Exercise directions
Return only those lines of the material that contain "stainless".

Information provided

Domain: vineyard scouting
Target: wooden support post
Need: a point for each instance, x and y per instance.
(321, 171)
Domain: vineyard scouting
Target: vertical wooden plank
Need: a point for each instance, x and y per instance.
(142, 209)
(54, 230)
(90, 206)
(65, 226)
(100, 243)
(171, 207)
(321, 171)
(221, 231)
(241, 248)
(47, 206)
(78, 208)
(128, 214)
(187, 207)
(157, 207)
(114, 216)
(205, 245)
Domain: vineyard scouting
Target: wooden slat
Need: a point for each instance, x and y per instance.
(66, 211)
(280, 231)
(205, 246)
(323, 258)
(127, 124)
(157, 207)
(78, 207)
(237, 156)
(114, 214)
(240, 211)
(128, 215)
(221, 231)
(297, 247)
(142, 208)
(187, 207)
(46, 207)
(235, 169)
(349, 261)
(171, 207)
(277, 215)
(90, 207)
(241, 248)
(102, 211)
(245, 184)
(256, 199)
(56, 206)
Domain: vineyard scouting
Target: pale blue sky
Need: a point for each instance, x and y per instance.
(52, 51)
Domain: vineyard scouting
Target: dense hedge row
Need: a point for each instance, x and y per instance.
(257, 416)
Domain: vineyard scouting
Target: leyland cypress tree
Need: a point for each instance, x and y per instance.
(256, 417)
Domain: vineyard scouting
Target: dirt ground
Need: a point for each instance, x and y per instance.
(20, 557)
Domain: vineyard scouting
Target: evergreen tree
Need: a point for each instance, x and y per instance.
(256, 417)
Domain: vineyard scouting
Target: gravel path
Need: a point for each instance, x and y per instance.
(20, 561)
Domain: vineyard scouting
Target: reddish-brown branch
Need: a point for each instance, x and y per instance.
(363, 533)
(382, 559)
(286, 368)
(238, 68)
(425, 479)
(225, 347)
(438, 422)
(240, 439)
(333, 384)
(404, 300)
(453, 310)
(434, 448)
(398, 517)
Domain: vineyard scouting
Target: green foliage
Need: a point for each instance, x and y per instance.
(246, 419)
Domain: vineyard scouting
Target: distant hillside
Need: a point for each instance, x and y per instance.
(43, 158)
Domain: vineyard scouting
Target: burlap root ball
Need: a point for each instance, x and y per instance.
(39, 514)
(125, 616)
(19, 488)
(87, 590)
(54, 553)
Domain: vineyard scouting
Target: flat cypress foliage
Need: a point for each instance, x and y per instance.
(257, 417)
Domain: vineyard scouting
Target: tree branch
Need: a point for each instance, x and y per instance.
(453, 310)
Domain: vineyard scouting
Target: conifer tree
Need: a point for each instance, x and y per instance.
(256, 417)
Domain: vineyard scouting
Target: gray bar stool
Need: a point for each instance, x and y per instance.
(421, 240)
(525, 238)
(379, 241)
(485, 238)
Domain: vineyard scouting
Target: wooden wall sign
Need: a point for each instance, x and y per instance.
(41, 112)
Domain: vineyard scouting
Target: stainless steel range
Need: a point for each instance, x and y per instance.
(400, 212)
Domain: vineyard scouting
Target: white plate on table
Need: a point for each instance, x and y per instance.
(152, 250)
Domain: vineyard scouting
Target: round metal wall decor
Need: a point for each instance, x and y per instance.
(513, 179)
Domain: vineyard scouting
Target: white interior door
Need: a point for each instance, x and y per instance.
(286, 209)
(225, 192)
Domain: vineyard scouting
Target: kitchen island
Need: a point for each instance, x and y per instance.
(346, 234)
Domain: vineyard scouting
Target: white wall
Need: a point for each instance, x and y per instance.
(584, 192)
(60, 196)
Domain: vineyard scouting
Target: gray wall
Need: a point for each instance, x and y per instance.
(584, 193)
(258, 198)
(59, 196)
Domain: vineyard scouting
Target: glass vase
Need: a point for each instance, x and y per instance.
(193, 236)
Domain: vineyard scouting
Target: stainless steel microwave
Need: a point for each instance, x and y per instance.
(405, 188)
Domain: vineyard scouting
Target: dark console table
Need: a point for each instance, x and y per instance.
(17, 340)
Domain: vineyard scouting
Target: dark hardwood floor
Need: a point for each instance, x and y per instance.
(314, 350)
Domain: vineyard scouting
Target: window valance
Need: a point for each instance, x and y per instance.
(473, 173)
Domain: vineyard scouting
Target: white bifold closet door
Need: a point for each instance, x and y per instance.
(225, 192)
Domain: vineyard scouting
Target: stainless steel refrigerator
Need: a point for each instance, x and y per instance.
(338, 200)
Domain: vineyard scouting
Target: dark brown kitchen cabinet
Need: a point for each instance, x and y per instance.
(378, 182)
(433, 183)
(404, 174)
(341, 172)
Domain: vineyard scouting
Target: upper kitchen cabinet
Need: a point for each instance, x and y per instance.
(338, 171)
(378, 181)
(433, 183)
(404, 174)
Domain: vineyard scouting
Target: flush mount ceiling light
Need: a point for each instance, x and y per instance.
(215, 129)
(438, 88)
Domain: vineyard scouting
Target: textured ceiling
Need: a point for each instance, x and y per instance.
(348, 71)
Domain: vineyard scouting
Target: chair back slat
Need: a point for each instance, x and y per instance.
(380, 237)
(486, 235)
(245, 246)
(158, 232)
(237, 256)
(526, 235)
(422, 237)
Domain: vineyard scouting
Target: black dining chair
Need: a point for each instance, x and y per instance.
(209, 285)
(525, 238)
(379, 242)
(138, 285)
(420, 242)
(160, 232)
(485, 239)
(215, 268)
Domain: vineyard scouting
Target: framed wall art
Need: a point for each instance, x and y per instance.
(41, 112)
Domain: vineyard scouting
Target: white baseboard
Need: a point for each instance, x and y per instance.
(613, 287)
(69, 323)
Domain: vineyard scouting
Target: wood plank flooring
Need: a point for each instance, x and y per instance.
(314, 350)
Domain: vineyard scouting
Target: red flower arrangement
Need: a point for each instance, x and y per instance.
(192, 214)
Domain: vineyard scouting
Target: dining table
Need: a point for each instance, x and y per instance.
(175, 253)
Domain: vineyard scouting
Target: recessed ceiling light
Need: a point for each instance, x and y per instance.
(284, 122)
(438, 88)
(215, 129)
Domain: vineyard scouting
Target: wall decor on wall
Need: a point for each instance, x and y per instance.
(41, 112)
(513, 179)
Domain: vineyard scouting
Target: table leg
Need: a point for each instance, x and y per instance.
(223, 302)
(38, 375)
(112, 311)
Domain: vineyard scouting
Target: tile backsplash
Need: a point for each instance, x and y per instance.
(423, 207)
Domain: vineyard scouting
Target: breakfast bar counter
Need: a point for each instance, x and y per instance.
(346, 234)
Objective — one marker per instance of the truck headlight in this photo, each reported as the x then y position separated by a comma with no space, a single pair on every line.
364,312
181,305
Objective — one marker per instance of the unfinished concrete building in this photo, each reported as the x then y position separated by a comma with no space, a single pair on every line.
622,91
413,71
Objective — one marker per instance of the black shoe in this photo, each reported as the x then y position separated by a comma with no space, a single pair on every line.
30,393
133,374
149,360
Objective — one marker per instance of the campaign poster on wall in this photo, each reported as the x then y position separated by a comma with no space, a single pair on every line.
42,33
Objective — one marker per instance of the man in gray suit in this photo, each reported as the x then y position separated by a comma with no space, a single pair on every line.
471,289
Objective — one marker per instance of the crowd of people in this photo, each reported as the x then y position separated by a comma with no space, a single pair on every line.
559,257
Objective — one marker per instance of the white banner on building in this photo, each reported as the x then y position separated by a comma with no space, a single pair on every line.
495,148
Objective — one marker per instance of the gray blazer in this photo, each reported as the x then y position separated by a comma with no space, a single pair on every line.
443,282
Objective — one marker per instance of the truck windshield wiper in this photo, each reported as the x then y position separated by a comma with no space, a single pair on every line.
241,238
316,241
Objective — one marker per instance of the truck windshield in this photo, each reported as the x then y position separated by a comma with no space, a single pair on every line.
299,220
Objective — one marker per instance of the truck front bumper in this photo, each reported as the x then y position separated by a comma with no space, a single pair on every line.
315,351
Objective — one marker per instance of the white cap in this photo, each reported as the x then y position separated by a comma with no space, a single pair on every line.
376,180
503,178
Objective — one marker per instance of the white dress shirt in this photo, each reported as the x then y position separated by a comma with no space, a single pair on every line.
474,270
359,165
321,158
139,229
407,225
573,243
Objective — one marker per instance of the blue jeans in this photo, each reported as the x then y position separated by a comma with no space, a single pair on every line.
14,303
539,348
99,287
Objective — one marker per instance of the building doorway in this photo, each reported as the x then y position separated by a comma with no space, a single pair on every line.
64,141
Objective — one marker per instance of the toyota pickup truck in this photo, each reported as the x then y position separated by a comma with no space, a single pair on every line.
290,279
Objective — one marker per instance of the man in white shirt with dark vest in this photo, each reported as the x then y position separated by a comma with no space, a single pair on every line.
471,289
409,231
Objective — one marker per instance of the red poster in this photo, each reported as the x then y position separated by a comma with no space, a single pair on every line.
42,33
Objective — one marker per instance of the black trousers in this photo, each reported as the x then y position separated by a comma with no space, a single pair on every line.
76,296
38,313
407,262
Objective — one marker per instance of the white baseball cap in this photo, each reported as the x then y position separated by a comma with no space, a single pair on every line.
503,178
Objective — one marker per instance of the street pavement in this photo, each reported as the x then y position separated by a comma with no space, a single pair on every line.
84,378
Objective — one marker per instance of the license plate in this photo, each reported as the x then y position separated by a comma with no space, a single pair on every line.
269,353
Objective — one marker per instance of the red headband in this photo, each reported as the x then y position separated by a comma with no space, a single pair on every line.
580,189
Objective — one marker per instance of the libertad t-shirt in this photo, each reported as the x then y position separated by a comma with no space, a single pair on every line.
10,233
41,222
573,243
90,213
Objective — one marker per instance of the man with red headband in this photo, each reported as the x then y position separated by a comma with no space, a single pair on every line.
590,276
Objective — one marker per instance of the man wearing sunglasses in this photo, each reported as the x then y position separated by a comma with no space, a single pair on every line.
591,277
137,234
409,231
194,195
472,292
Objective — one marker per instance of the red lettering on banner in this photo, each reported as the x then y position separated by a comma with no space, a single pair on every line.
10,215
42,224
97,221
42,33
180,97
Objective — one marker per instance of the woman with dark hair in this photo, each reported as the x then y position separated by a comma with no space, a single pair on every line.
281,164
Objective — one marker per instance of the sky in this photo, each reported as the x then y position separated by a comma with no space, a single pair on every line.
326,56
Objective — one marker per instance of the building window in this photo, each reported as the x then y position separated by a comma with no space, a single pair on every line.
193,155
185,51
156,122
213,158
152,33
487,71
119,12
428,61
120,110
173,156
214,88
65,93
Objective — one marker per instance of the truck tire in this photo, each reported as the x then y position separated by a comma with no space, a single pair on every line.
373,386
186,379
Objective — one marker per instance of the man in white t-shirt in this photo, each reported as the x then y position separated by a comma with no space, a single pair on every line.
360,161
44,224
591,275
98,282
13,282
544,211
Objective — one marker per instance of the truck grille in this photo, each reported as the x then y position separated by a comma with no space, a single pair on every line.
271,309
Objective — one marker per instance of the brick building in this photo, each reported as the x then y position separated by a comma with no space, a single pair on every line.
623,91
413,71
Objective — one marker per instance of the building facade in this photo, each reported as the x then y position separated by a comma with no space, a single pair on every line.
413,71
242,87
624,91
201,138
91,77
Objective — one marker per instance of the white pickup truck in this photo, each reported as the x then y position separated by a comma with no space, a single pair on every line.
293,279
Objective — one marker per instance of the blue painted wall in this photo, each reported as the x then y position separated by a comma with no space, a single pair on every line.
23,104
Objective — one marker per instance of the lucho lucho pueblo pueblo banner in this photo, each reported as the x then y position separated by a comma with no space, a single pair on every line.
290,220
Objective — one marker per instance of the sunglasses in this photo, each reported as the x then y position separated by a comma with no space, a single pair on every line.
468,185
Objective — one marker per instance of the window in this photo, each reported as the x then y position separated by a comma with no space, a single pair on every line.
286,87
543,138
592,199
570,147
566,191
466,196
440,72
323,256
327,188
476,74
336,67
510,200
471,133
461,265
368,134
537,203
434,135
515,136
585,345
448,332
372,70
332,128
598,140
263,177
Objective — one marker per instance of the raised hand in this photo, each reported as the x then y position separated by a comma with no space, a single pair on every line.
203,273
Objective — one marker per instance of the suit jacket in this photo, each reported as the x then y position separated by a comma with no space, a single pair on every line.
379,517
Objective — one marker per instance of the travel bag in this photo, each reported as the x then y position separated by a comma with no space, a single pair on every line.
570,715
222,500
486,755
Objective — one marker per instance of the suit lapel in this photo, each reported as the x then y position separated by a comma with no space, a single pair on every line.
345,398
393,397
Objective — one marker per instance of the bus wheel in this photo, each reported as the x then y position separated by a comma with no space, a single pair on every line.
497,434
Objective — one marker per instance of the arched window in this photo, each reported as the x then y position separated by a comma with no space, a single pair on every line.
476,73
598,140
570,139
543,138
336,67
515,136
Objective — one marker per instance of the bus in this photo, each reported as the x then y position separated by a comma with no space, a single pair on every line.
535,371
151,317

Output of the task
Target: stainless steel range
Target: stainless steel microwave
Target: stainless steel refrigerator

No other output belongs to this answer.